STATED GOAL:
Your task is to reproduce exactly the lines from the line with "of the shoulder" through the end of the records below.

[Coordinate annotation records]
....
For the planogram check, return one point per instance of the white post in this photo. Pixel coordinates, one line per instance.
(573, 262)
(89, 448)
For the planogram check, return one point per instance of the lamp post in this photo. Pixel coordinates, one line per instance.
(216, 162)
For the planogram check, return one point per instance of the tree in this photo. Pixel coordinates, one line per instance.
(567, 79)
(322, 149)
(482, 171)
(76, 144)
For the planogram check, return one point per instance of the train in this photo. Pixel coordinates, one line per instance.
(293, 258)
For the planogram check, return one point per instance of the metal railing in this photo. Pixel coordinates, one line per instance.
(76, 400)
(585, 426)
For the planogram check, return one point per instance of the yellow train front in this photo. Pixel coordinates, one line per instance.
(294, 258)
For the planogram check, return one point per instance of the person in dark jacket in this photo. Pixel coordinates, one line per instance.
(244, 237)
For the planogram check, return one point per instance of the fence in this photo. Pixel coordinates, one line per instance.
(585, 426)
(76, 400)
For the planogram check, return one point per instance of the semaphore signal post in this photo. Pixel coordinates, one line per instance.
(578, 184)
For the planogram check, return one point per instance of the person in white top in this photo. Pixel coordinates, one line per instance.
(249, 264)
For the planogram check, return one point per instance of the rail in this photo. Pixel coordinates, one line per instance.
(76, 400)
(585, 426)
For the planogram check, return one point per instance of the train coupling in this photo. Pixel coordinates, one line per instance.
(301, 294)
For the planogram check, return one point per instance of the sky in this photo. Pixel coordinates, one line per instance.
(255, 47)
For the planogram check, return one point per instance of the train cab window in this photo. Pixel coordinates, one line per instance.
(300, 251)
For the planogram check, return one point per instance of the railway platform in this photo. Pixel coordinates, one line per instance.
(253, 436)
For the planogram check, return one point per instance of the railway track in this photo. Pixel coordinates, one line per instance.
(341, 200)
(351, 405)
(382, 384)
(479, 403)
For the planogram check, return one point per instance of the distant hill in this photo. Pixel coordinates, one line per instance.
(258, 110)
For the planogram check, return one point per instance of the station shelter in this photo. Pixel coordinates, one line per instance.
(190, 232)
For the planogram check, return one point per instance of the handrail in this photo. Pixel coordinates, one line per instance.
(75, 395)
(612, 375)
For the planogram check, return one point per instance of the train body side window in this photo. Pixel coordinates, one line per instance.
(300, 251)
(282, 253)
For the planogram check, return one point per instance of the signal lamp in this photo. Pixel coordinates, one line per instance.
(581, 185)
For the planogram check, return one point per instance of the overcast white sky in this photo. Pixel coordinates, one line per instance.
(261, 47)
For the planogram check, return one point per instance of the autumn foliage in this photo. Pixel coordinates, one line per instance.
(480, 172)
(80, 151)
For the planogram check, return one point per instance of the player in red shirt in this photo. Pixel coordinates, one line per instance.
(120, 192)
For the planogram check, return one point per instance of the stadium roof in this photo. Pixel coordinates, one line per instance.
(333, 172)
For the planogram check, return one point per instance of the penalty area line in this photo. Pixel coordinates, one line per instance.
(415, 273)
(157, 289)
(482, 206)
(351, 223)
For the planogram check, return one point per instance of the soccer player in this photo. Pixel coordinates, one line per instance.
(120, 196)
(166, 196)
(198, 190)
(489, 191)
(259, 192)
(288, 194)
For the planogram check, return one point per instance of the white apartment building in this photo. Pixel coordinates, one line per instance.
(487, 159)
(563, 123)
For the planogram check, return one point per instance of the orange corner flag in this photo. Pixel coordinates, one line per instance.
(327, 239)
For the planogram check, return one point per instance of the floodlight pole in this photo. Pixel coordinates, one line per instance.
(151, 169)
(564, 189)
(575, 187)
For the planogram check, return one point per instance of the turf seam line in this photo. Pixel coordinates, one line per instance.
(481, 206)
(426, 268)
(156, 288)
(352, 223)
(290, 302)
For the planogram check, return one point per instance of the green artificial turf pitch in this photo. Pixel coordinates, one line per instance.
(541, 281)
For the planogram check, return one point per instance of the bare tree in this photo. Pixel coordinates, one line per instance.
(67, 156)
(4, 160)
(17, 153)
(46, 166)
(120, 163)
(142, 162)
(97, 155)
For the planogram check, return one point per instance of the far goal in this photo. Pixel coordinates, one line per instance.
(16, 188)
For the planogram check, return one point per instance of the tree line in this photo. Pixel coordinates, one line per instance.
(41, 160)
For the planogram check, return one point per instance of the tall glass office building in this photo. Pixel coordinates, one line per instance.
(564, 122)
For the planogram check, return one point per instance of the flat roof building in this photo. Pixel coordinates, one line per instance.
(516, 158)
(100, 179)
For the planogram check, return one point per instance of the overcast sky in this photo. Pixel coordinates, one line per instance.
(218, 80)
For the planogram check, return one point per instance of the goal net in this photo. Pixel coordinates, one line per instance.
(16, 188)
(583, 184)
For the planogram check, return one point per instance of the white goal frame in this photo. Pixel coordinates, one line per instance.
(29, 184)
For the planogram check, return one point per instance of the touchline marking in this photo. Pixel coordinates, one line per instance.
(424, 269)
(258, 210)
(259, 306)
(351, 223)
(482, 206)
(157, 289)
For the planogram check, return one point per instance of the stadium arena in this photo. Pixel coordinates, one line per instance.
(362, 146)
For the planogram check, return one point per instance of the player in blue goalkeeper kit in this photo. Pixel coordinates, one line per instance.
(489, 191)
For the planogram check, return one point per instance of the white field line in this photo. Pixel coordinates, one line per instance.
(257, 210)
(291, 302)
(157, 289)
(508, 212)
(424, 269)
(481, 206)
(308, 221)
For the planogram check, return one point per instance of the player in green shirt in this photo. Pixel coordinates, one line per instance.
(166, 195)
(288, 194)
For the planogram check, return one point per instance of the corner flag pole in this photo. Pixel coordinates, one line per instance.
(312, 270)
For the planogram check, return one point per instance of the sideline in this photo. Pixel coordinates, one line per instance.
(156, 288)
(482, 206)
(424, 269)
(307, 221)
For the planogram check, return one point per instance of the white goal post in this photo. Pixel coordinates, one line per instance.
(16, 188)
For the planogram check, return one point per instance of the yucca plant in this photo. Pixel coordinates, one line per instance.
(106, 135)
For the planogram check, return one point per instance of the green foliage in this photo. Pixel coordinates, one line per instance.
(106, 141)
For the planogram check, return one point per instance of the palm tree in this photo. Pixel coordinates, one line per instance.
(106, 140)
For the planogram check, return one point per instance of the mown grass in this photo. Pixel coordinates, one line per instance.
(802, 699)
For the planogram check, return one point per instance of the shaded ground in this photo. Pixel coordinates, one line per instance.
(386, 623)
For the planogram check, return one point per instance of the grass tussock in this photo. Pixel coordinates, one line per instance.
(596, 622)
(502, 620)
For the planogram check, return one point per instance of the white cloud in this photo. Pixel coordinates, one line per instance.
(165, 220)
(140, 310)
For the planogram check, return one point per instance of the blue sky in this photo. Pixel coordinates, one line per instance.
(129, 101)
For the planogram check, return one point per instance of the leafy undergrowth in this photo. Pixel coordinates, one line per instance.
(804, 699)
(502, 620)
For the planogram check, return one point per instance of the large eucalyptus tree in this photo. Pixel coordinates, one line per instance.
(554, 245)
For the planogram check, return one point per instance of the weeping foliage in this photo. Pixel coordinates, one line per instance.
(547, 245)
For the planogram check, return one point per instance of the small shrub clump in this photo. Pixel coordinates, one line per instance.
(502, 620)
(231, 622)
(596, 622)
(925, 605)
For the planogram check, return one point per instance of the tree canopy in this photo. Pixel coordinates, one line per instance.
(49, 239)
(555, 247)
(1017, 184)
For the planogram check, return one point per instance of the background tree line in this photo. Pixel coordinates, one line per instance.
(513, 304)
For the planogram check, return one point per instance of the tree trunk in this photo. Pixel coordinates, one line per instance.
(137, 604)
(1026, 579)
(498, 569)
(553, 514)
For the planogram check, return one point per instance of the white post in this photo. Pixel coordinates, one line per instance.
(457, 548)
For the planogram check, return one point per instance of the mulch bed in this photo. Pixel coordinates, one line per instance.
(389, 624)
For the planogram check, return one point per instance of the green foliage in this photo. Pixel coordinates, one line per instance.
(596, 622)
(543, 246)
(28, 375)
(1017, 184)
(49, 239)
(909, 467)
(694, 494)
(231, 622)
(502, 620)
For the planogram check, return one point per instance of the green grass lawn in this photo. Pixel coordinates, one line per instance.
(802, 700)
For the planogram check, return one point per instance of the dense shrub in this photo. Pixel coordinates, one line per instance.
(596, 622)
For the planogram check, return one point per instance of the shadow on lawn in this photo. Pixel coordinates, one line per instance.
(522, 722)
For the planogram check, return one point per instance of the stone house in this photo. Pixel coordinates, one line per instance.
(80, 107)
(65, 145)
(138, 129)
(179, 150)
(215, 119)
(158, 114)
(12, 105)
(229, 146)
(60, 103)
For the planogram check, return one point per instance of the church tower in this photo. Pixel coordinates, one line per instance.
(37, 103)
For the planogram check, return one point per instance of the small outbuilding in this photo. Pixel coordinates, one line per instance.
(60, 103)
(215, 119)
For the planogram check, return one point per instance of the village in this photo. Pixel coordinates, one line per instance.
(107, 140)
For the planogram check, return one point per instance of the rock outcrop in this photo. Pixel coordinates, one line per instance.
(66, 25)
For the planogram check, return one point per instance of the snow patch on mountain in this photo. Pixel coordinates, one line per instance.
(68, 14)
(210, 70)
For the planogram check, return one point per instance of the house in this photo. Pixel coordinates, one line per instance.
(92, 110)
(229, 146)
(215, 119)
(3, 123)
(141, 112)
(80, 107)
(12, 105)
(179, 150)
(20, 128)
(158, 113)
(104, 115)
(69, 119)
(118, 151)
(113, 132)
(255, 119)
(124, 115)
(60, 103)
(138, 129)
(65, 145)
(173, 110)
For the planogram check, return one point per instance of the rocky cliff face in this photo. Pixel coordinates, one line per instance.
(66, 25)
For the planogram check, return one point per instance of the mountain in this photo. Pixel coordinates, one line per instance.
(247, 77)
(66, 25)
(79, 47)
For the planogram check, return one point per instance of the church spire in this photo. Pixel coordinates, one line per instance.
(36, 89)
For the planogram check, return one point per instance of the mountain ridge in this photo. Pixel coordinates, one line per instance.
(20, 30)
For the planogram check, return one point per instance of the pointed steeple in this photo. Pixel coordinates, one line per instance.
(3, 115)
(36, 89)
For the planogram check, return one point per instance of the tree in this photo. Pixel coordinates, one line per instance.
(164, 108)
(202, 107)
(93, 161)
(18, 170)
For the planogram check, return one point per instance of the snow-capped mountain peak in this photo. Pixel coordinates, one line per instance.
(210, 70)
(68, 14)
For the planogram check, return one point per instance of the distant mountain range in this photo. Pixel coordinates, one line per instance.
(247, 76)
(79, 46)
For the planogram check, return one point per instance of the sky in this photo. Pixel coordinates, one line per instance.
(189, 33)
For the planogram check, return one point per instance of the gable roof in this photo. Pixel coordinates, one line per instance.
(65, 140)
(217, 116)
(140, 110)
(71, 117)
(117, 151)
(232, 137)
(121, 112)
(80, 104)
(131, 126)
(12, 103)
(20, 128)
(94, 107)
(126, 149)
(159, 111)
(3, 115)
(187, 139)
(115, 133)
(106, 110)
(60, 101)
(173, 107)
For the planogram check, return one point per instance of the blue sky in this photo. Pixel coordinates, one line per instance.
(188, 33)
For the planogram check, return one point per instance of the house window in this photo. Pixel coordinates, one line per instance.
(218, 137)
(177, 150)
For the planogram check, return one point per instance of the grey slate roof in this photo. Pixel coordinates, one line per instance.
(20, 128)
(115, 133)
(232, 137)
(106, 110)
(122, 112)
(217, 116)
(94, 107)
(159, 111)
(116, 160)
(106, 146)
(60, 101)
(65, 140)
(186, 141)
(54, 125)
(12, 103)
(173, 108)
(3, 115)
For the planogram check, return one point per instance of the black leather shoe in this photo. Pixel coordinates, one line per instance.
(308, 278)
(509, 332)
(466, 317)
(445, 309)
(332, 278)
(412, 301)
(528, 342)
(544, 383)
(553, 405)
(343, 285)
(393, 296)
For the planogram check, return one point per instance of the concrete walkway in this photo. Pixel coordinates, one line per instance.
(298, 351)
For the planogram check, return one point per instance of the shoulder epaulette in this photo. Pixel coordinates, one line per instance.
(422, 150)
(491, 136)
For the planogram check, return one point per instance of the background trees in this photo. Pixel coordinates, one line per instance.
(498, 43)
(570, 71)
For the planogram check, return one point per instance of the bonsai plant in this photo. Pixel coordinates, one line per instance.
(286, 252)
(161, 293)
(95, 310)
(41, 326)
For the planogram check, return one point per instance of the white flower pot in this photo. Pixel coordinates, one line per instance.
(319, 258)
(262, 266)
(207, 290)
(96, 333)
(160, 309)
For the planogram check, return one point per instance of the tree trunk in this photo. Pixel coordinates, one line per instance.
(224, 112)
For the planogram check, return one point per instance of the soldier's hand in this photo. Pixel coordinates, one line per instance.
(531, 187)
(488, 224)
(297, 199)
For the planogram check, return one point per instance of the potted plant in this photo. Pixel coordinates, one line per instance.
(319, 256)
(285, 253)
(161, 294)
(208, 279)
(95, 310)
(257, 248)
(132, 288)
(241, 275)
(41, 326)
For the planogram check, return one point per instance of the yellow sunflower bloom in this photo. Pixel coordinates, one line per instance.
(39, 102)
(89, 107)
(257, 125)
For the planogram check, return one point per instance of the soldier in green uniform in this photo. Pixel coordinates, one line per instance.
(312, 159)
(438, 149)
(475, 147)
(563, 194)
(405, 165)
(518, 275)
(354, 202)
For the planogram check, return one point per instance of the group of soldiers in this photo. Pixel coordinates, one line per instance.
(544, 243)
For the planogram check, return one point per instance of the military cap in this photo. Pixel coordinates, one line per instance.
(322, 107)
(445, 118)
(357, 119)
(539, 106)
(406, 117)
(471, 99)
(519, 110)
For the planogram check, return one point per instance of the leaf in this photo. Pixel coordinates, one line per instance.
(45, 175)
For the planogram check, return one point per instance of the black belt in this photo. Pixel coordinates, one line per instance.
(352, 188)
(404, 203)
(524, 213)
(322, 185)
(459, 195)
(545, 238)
....
WORKED SOLUTION:
For the planogram check, return one point per instance of the shoulder epaulette in this photo. Pixel coordinates, one line per instance.
(422, 150)
(491, 136)
For the planogram check, return one point per instance of the background trees in this photo. Pixel coordinates, one line per instance.
(498, 43)
(570, 71)
For the planogram check, return one point per instance of the bonsai plant in this photo. Pixel coordinates, one line per instance.
(286, 252)
(161, 293)
(95, 310)
(41, 326)
For the planogram check, return one point per instance of the white flower pot in this photo. Pixel coordinates, one line per instance.
(319, 258)
(262, 266)
(207, 290)
(96, 333)
(160, 309)
For the planogram check, return one point per instance of the tree trunk in this photo. Pixel coordinates, one line per instance.
(224, 112)
For the planogram check, return one point per instance of the soldier's hand in this photo. Pixel coordinates, one line per instance.
(531, 187)
(488, 224)
(297, 199)
For the planogram check, return one point per instance of the potted plant in this photo. Pixel coordinates, one line per instance.
(319, 256)
(285, 253)
(161, 294)
(208, 279)
(95, 310)
(257, 248)
(132, 288)
(241, 275)
(41, 326)
For the planogram check, return one point per instance of the yellow sunflower bloom in this photo. Pixel coordinates, one line per instance.
(39, 102)
(89, 107)
(257, 125)
For the planogram check, return one point per instance of the soldier in green uniform in this photo. Pixel coordinates, one line per instance.
(312, 159)
(438, 149)
(475, 147)
(563, 194)
(405, 165)
(518, 275)
(354, 202)
For the planogram check, return one point per instance of the group of soldiers in this photo. Pixel coordinates, one line per instance.
(544, 243)
For the planogram check, return one point per instance of the military cap in this photo. Pixel coordinates, one line per instance.
(322, 107)
(445, 118)
(357, 119)
(539, 106)
(406, 117)
(471, 99)
(519, 110)
For the planogram check, return one point per instance of the leaf in this photo. Pixel coordinates, one line per instance.
(45, 175)
For the planogram check, return one point per instance of the black belt in this photo. Pixel coordinates, one line per instance.
(352, 188)
(404, 203)
(524, 213)
(322, 185)
(459, 195)
(545, 238)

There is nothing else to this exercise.